The entries below are to be transcribed in full, without their images.

Object pointing dataset rows
■ ■ ■

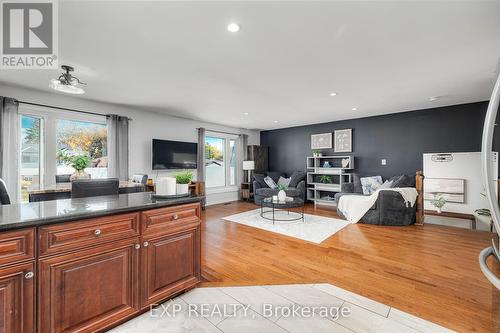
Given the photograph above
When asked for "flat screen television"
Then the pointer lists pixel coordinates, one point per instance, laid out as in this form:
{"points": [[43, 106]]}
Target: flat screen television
{"points": [[174, 155]]}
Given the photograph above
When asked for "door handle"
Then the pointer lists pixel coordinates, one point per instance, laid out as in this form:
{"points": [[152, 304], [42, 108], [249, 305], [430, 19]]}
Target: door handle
{"points": [[483, 256]]}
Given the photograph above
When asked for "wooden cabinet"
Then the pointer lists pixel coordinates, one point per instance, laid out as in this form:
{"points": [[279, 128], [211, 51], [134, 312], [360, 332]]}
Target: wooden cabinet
{"points": [[17, 305], [88, 290], [170, 264]]}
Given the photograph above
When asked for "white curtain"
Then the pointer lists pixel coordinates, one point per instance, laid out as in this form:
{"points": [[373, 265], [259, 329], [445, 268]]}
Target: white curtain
{"points": [[9, 145], [118, 159], [242, 156]]}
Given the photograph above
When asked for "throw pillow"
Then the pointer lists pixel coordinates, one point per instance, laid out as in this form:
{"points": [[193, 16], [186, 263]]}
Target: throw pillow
{"points": [[370, 184], [386, 184], [259, 178], [270, 182], [284, 181], [296, 178]]}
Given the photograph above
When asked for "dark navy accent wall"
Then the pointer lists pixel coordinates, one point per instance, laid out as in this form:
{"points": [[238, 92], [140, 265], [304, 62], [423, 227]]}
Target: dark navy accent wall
{"points": [[400, 138]]}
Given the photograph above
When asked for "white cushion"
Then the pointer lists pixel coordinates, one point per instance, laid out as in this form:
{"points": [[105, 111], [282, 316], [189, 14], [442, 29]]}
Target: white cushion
{"points": [[270, 182]]}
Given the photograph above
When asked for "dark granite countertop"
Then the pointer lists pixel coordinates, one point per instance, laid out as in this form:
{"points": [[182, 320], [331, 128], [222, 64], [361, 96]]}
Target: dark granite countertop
{"points": [[31, 214]]}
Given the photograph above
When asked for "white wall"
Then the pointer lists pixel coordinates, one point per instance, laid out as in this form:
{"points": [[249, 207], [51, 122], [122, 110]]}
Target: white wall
{"points": [[145, 126]]}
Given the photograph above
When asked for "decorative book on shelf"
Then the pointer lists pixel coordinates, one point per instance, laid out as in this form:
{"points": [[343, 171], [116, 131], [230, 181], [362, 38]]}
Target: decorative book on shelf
{"points": [[325, 176]]}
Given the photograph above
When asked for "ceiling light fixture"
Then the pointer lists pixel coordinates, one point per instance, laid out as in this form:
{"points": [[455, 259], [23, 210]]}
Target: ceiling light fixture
{"points": [[67, 83], [233, 27]]}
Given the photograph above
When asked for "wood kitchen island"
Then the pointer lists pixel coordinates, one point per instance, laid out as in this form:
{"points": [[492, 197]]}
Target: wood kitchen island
{"points": [[86, 265]]}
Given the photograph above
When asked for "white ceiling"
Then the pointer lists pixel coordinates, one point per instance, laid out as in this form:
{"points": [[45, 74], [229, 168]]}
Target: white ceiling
{"points": [[178, 58]]}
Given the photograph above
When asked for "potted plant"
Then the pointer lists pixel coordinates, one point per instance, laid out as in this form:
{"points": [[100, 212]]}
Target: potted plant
{"points": [[438, 202], [325, 179], [281, 194], [316, 153], [183, 179], [77, 162]]}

■ ■ ■

Result
Given the photograph above
When asked for "flat screen television"
Then the pointer lists pixel coordinates, one point per instance, laid out as in this form:
{"points": [[43, 106]]}
Target: flat screen television
{"points": [[174, 155]]}
Given the photograph above
When asked for "door handle"
Then the pointer lists pixel coordinates, one point per instance, laid out as in this form:
{"points": [[152, 304], [42, 108], [249, 305], [430, 19]]}
Target: door handle
{"points": [[483, 256]]}
Given the photograph above
When asked for "wooden cabinet"
Then the pointer lists pixel coordinates, one point per instance, laid out as in this form:
{"points": [[279, 128], [211, 51], [134, 312], [360, 332]]}
Target: wooden cabinet
{"points": [[17, 305], [88, 290], [170, 264]]}
Given the photograph above
When asked for "white curtain"
Then the pointer lists pixel coordinates, one point per instance, laid out as in this form:
{"points": [[373, 265], [259, 329], [445, 268]]}
Target: white curtain
{"points": [[9, 145], [118, 159], [242, 156]]}
Given the photograph above
When asked for "throw pillow"
Then the pointer lists pixel coordinates, one point per instance, laid out as in this form:
{"points": [[193, 16], [186, 263]]}
Target: throw pillow
{"points": [[370, 184], [386, 184], [259, 178], [270, 182], [284, 181], [296, 178]]}
Given the photograph above
When asked for "dark navy accent wall"
Then the pointer lists pixel coordinates, one point per instance, laid out as in this form:
{"points": [[238, 92], [140, 265], [304, 62], [423, 227]]}
Target: dark navy accent wall
{"points": [[400, 138]]}
Given the photograph above
When asked for "white cushion"
Then the pointer lists pixel coordinates, one point per instance, laid out as in this form:
{"points": [[105, 111], [282, 316], [189, 14], [442, 29]]}
Target: white cushion
{"points": [[270, 182]]}
Given the photograph above
When asked for "dark granite countertop"
Then the pointer lists pixel coordinates, one point per instance, laid out as in this form:
{"points": [[182, 320], [331, 128], [222, 64], [361, 96]]}
Target: dark granite countertop
{"points": [[31, 214]]}
Given the photograph above
When asked for "white wall"
Then the pointer lists pixel coordinates, one point per instance, laid out as in this form:
{"points": [[249, 207], [51, 122], [122, 110]]}
Target: white wall
{"points": [[145, 126]]}
Given the photograph above
When asked for "decorative book on shelf"
Then the pointer lists pixel coordinates, one point per instance, laid out as in this form:
{"points": [[343, 171], [116, 131], [230, 181], [362, 38]]}
Target: decorative book on shelf
{"points": [[325, 176]]}
Given the photograph above
When asked for "ceiling light fixture"
Then the pointer lists pixel coordinates, one point per instance, laid out as in this form:
{"points": [[455, 259], [23, 210]]}
Target: ceiling light fixture
{"points": [[67, 83], [233, 27]]}
Given the photograph above
When asked for "wood kitchen island"
Then the pointer lists pixel coordinates, one point per instance, laid out as in this form:
{"points": [[492, 197]]}
Target: wood kitchen island
{"points": [[86, 265]]}
Given the photograph above
When asked for "white ceiling"
Then the pointer lists pixel coordinates, one point per instance, laid out as in this form:
{"points": [[45, 74], [229, 168]]}
Target: white ceiling
{"points": [[178, 58]]}
Given the photograph above
When asked for "potted plant"
Then the pointer lists pixel coordinates, one point per instance, laid out as in this form:
{"points": [[100, 212]]}
Target: potted plant
{"points": [[438, 202], [325, 179], [281, 194], [316, 153], [183, 179], [77, 162]]}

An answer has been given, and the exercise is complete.